#### Task to complete
Transcribe all the material exactly. Leave every line as it is.

+++ Raw data

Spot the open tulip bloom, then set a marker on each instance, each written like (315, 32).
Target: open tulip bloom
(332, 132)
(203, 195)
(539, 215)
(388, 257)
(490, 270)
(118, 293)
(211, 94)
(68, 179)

++++++

#### Solution to this exercise
Spot the open tulip bloom, then set a marker on each instance, each written like (315, 32).
Target: open tulip bloom
(332, 132)
(203, 195)
(539, 215)
(388, 257)
(490, 270)
(118, 293)
(211, 94)
(68, 179)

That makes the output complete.